Can you reproduce all of the rows below with "component" replaced by "module" and everything else left the same, omitting the pictures?

** BEGIN DATA SECTION **

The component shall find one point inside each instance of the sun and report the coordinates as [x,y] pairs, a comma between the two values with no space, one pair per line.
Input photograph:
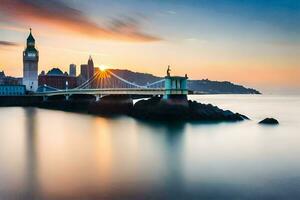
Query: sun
[102,67]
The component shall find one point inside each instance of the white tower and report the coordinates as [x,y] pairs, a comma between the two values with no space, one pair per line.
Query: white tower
[30,65]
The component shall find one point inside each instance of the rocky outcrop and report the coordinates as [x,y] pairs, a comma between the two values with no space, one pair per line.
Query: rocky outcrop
[270,121]
[159,109]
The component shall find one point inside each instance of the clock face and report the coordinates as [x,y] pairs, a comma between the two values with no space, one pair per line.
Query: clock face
[31,55]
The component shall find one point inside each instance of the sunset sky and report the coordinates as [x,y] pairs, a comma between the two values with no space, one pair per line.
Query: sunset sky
[255,42]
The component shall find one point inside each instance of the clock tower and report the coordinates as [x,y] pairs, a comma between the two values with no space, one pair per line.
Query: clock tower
[30,65]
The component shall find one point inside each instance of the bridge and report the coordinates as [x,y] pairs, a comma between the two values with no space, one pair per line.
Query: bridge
[105,82]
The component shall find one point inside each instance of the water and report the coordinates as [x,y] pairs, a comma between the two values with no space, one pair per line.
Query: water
[48,154]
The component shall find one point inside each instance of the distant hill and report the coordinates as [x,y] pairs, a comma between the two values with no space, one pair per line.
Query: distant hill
[200,86]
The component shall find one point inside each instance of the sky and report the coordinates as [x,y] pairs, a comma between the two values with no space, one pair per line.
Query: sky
[255,43]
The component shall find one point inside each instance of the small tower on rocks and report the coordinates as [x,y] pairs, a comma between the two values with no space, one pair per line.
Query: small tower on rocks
[175,88]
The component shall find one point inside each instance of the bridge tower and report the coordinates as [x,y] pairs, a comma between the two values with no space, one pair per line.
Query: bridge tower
[30,65]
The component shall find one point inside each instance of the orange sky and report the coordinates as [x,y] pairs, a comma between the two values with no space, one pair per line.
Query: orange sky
[251,52]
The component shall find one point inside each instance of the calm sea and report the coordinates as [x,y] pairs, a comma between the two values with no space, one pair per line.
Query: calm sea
[47,154]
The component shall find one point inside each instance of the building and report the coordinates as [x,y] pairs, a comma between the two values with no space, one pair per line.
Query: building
[2,77]
[30,65]
[72,70]
[12,90]
[84,74]
[8,80]
[57,79]
[90,67]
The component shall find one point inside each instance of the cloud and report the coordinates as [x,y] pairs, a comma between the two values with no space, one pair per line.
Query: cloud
[8,44]
[58,14]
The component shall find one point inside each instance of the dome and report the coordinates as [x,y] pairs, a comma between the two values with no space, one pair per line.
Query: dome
[30,39]
[55,72]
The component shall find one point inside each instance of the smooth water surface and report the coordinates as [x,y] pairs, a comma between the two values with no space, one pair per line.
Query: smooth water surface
[47,154]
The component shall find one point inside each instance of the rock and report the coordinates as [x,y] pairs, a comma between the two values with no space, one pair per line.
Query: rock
[269,121]
[159,109]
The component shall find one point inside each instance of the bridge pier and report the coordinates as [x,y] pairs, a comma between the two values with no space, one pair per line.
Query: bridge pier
[67,97]
[45,98]
[98,97]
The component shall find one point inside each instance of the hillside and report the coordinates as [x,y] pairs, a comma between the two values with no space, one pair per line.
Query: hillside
[201,86]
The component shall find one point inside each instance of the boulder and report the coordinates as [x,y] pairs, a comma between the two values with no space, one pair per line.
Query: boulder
[159,109]
[269,121]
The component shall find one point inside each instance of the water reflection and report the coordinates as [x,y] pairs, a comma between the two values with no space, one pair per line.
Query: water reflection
[58,155]
[31,160]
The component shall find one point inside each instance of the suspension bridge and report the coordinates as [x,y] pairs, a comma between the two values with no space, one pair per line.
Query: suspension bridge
[105,82]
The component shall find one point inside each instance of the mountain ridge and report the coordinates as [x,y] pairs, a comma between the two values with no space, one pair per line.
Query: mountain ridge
[198,86]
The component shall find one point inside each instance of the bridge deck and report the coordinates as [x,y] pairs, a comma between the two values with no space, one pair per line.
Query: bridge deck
[105,91]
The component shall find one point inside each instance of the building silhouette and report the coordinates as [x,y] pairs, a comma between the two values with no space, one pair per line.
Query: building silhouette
[30,65]
[90,67]
[57,79]
[72,70]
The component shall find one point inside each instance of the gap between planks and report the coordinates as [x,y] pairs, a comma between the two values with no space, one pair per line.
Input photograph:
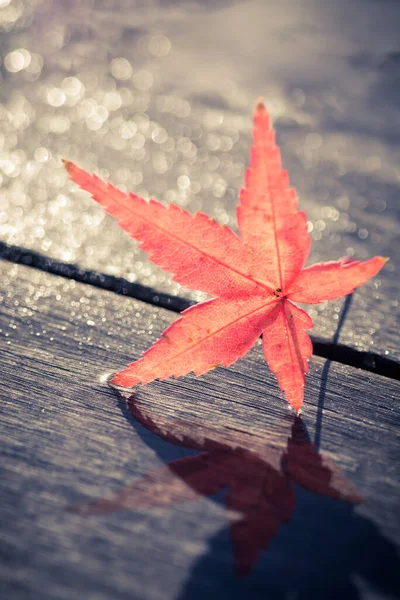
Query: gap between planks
[331,350]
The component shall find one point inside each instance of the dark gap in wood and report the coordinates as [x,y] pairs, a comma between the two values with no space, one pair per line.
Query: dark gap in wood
[118,285]
[367,361]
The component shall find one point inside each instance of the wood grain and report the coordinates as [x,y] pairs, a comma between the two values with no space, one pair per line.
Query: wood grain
[67,439]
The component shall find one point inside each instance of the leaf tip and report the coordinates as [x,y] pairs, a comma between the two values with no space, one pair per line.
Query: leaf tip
[260,106]
[68,165]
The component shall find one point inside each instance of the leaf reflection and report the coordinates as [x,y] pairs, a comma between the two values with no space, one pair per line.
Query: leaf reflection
[259,473]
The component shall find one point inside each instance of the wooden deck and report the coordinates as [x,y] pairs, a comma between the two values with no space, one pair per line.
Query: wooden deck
[195,486]
[202,487]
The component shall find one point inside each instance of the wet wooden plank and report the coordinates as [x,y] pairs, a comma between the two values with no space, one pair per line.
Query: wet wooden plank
[67,440]
[111,97]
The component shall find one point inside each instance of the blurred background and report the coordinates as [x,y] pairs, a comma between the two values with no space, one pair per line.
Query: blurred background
[157,96]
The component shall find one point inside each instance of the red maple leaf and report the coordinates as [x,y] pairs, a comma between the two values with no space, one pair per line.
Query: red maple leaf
[259,472]
[255,278]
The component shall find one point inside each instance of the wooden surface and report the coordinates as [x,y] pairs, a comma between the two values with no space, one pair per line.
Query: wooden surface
[173,121]
[201,487]
[95,502]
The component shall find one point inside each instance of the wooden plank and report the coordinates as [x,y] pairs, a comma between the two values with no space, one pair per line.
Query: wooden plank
[133,121]
[67,440]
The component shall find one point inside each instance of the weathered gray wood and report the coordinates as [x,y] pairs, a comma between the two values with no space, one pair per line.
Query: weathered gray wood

** END DATA SECTION **

• WRITTEN ANSWER:
The module shall find one point inside each instance of the sun and report the coordinates as [x,y] pairs, a comma between the two values with no space, one pair per line.
Input photograph:
Query: sun
[102,67]
The module shall find one point inside each instance of the white tower and report the coordinates as [x,y] pairs, a comma between the two values with no space, one pair per line.
Query: white tower
[30,65]
The module shall find one point inside each instance of the rocky outcrop and report the coordinates as [x,y] pairs, a comma between the two values with no space, one pair per line.
Query: rocky outcrop
[270,121]
[159,109]
The module shall find one point inside each instance of the clock face and report the coordinates as [x,y] pairs, a comma between the two values with no space, one pair per line.
Query: clock face
[31,55]
The module shall find one point inside each instance of the sunset sky and report the coordinates as [x,y] pairs, a comma between the two values with no space, one pair per line.
Query: sunset sky
[255,42]
The module shall find one point inside each instance of the clock tower and report the coordinates as [x,y] pairs, a comma between the two values with no space, one pair per line.
Query: clock tower
[30,65]
The module shall find one point inside each instance of the bridge and report the coordinates as [x,y] pairs, a comma between the two values with no space, one pair per line.
Query: bridge
[105,82]
The module shall find one point inside each instance of the water and report the coordinates as [x,y] pairs, a comma between the two values with no space, one pair per line.
Query: water
[48,154]
The module shall find one point inside each instance of the distant hill and report the coordinates as [x,y] pairs, a comma between the two values with no space, one pair per line.
Query: distant hill
[200,86]
The module shall find one point inside each instance of the sky and report the coordinates as [x,y] pairs, a comma between the two values with no space, one pair per line.
Query: sky
[255,43]
The module shall find one point inside each instance of the small tower on rocks and report the coordinates as [x,y] pairs, a comma between the two values with no space, one pair per line.
Query: small tower on rocks
[175,88]
The module shall find one point inside each instance of the bridge tower and report the coordinates as [x,y] pairs, a comma between the two values with no space, one pair per line.
Query: bridge tower
[30,65]
The module shall find one point inside each instance of the orange sky and report the coordinates as [x,y] pairs, a comma between the two values with no space, one pair per line.
Query: orange sky
[251,52]
The module shall find one point inside each instance of the calm sea and report the coordinates as [x,y] pairs, a comma between the two values with no space, one pair per line.
Query: calm sea
[47,154]
The module shall find one point inside each instance of the building and report the coordinates as [x,y] pairs, a comma between the two values with no space, one pair per line.
Query: building
[2,77]
[30,65]
[72,70]
[12,90]
[84,74]
[8,80]
[57,79]
[90,67]
The module shall find one point inside each instance of the cloud and report the coordinates as [x,y] pairs, a comma between the two values with no space, one pair per line.
Query: cloud
[8,44]
[58,14]
The module shall find one point inside each instance of the dome and report the coordinates as [x,y] pairs, a comma between the two values with no space, one pair per line.
Query: dome
[30,39]
[55,72]
The module shall find one point inside each instance of the smooth water surface and report the coordinates as [x,y] pairs, a comma between the two values with no space, one pair per line.
Query: smooth water surface
[47,154]
The module shall find one point inside each instance of the rock and report the coordinates as [x,y] pairs, a comma between the two values with no space, one pair per line.
Query: rock
[269,121]
[159,109]
The module shall find one point inside each instance of the bridge pier and report the coordinates as [x,y] pairs, a comma between the two values with no space, one pair per line.
Query: bridge pier
[67,97]
[45,98]
[98,97]
The module shall find one point inside each instance of the hillside and report the coordinates as [x,y] pairs, a comma between the two values with no space, one pair per line.
Query: hillside
[201,86]
The module shall find one point inside each instance of the boulder and report the coordinates as [x,y] pairs, a comma between the two values with no space, one pair per line.
Query: boulder
[159,109]
[269,121]
The module shall find one point inside each instance of the water reflection and report the coordinates as [x,y] pairs, a comma between the two values with no space, one pair per line.
Query: water reflection
[58,155]
[31,160]
The module shall find one point inside each instance of the suspension bridge and report the coordinates as [x,y] pairs, a comma between the two values with no space, one pair per line.
Query: suspension bridge
[105,82]
The module shall find one point inside each instance of the mountain ridge and report the coordinates as [x,y] pairs, a comma between the two values with no space, one pair per line.
Query: mountain ridge
[198,86]
The module shall find one point inside each instance of the bridge deck and report the coordinates as [x,y] pairs, a comma between the two values with no space, one pair per line.
Query: bridge deck
[105,91]
The module shall find one point inside each instance of the building silhouette and report the coordinates as [x,y] pairs, a comma between the two values with no space, one pair per line.
Query: building silhouette
[30,65]
[90,67]
[57,79]
[72,70]
The module shall find one point inside each instance of the gap between planks and report the coordinates as [x,y] pairs, a comma between the two values with no space, one pair per line.
Input photograph:
Query: gap between planks
[331,350]
The module shall find one point inside each instance of the dark gap in wood and report the coordinates as [x,y] pairs, a comma between the two values with no space, one pair per line.
Query: dark gap in wood
[118,285]
[367,361]
The module shall find one point inside each instance of the wood grain and report the coordinates as [x,y] pairs, a comma between the two values with no space, one pair per line.
Query: wood grain
[67,439]
The module shall find one point inside each instance of the leaf tip and report the coordinates as [x,y] pairs, a comma between the two values with no space, one pair per line.
Query: leaf tip
[260,106]
[68,165]
The module shall find one point inside each instance of the leaf reflection and report the coordinates as [x,y] pairs, a comma between the two values with no space, one pair per line.
Query: leaf reflection
[259,473]
The module shall find one point inside each instance of the wooden deck and report the coordinates as [x,y] pairs, a comma between the two values with no space, one pair per line.
Query: wooden deck
[195,486]
[202,487]
The module shall find one point inside each instance of the wet wooden plank and report the coordinates as [x,y] pairs, a comma between the two values with no space, one pair per line.
Query: wet wooden plank
[67,440]
[111,97]
The module shall find one point inside each instance of the blurred background and report the coordinates as [x,y] pairs, a comma between the two values with no space, one pair per line.
Query: blurred background
[157,96]
The module shall find one point inside each instance of the red maple leaf and report the coordinates as [x,y] pairs, a comma between the two values with no space, one pair per line.
Query: red maple leaf
[259,472]
[255,278]
The module shall find one point inside each instance of the wooden surface and report the coordinates as [x,y] pairs, a comma between the two values with no space, one pair per line.
Query: wooden surface
[173,121]
[201,487]
[95,502]
The module shall find one point inside each instance of the wooden plank and report the coordinates as [x,y] pairs, a comma between the two values with no space, one pair per line.
Query: wooden plank
[133,121]
[67,440]
The module shall find one point inside each instance of the weathered gray wood and report the coordinates as [x,y] pairs, a comma between the two values with no space, one pair per line.
Query: weathered gray wood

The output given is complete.